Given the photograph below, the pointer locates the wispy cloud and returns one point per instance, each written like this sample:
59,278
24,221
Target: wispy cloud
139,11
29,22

--------------------------------------------------

What the exercise asks: The records above are to be written out again word for word.

Response to the task:
Given the photograph below, the pointer locates the wispy cloud and returns one point per instance, each written like this sample:
59,278
24,221
Target: wispy cloud
139,11
29,22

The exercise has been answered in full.